(Beginning of Exercise input)

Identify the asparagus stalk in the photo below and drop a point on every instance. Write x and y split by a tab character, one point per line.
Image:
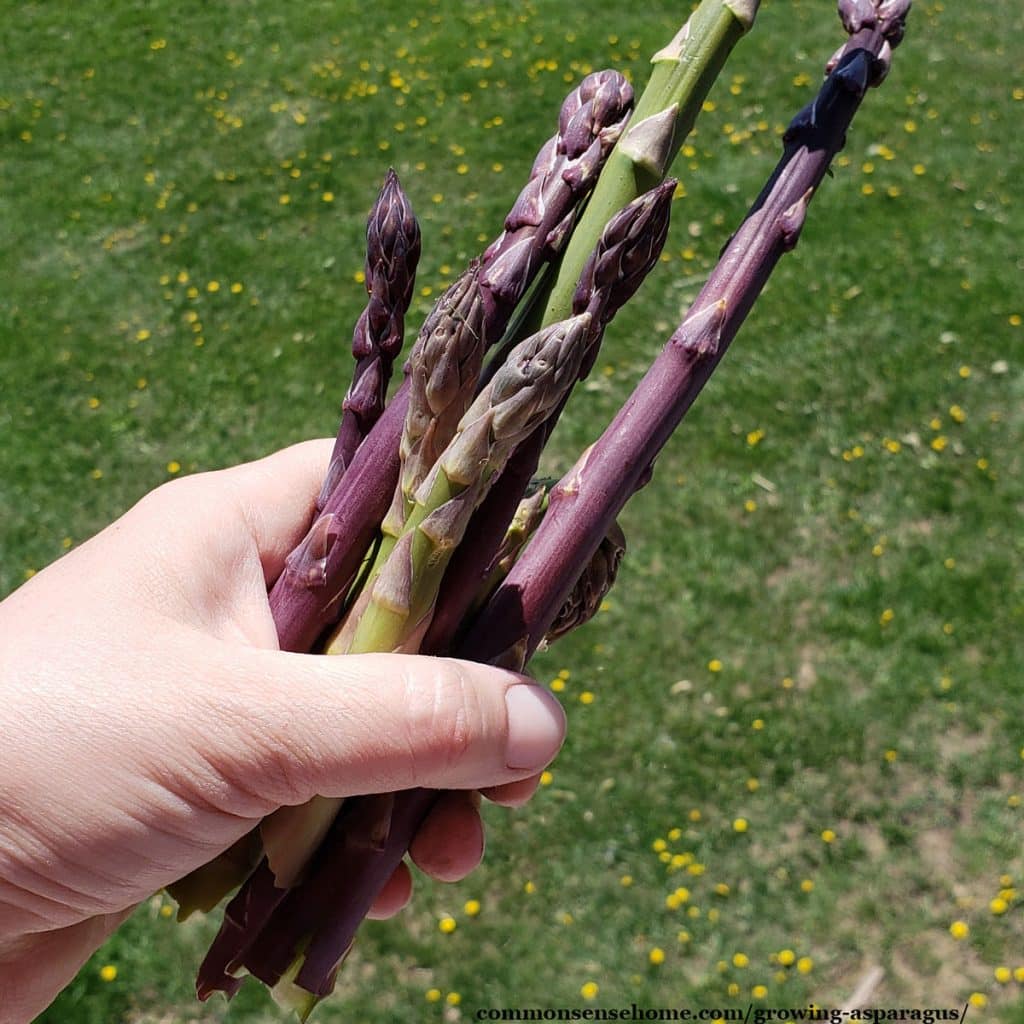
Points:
683	74
442	375
604	478
540	372
585	503
307	597
392	254
596	580
514	413
318	572
627	251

(End of Exercise input)

#### [What the task requires]
For this exercise, return the data above exactly and leave every picture out.

#### [Expected output]
Identify the asparagus stalk in the photo below and drop a point on every instance. Write x and y split by a tab character, one point per line.
Image:
Points:
683	74
442	375
604	478
540	372
585	503
307	597
392	254
596	580
514	413
318	572
627	251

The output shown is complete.